### GIVEN PASSAGE
>>>

Monday, April 25, 2005

The case AGAINST small business

.
John Koten, the Editor of the always helpful Inc. Magazine, has just brought up a wonderful set of questions in his Editor's Letter in the May 2005 issue.

John writes, "Obviously there's nothing wrong with small businesses per se. I just don't like the label. 'Small business' is diminutive. It's belittling. It understates the vast creativity and importance of the American entrepreneurial economy. Worse, when the economy is divided into big and small, it becomes dangerously easy to dismiss the concerns of the very businesses we ought to be paying the most attention to - in everything from crafting the case studies taught in business schools to drafting important pieces of federal legislation."

I've always loved the way John focuses his writing. He's right, of course. Yet when I'm around a bunch of people, in or out of business, and the subject comes up of what we all do for a living, I end up saying something like, "I help run a small business." What follows is usually close to pity. The unstated impression of what they seem to want to say is..., "Gosh, sure hope you can work that into a big business or a real job someday."

<<<

### RAW DATA
>>>

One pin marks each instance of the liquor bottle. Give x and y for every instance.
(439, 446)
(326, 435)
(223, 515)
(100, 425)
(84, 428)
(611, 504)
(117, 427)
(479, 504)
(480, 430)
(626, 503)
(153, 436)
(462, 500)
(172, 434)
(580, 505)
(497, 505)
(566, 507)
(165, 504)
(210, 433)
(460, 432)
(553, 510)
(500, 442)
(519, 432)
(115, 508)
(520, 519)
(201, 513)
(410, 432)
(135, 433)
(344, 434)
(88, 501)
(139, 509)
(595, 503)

<<<
>>>

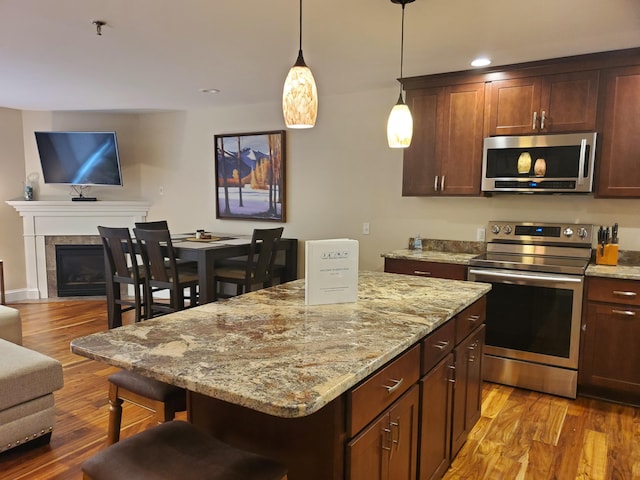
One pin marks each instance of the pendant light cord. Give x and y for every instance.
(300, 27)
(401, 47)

<<<
>>>

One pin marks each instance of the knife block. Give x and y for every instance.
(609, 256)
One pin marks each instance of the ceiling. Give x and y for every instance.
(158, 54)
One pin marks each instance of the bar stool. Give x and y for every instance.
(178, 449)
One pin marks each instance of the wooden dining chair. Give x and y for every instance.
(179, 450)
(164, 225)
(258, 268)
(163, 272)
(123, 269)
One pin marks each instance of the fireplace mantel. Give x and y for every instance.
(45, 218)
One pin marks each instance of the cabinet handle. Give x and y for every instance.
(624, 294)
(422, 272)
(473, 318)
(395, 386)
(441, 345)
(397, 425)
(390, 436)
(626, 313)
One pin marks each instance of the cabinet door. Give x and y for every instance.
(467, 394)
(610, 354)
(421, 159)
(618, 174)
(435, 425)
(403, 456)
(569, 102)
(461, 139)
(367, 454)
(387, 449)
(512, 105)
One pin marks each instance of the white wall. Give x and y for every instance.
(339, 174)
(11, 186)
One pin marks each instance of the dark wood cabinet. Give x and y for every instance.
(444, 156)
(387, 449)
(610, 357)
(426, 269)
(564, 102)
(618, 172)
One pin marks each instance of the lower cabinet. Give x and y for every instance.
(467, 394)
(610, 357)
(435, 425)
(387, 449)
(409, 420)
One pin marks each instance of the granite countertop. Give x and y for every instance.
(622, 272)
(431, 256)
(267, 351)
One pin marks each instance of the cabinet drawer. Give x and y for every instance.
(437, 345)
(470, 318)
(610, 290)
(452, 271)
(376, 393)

<<<

### REQUIRED ACTIONS
[a] In the blog post about the "small business" label, which issue of Inc. Magazine contained John Koten's Editor's Letter?
[b] Resume the blog post about the "small business" label from where it stops.

### SOLVED PROBLEMS
[a] The May 2005 issue.

[b]
Big business? Small business? In the end I think the measure of a business should include the quality of life these businesses generate for the folks working with them. I'm just as tired after our 18-hour days as someone in a "big" business, but probably a lot more fulfilled by it. I'm just as elated over battles won.

John Koten's topic of labeling is important beyond what we all probably understand. In a cool new book by the writer Malcom Gladwell called " Blink: The Power of Thinking Without Thinking," Gladwell posits how enduring and powerful first impressions are. The term small business does set a pejorative tone that doesn't really reflect our perspectives from the inside of these enterprises.

Look, I don't want people to think of all small business people as automatic heroes or titans either. We're just doing our jobs in the way we're called to. Some are great; some are idiots.

John Koten closes his Inc. editorial this way..., "Size does matter, but it's not all about revenue and capital formation. Sometimes what matters most is the size of an entrepreneur's dream."

If control over your time and efforts matters, if quality of life issues have a place in the definition, the next time I'm asked what I do for a living I might just answer that I help run one the coolest businesses they never heard of.

Thanks John
.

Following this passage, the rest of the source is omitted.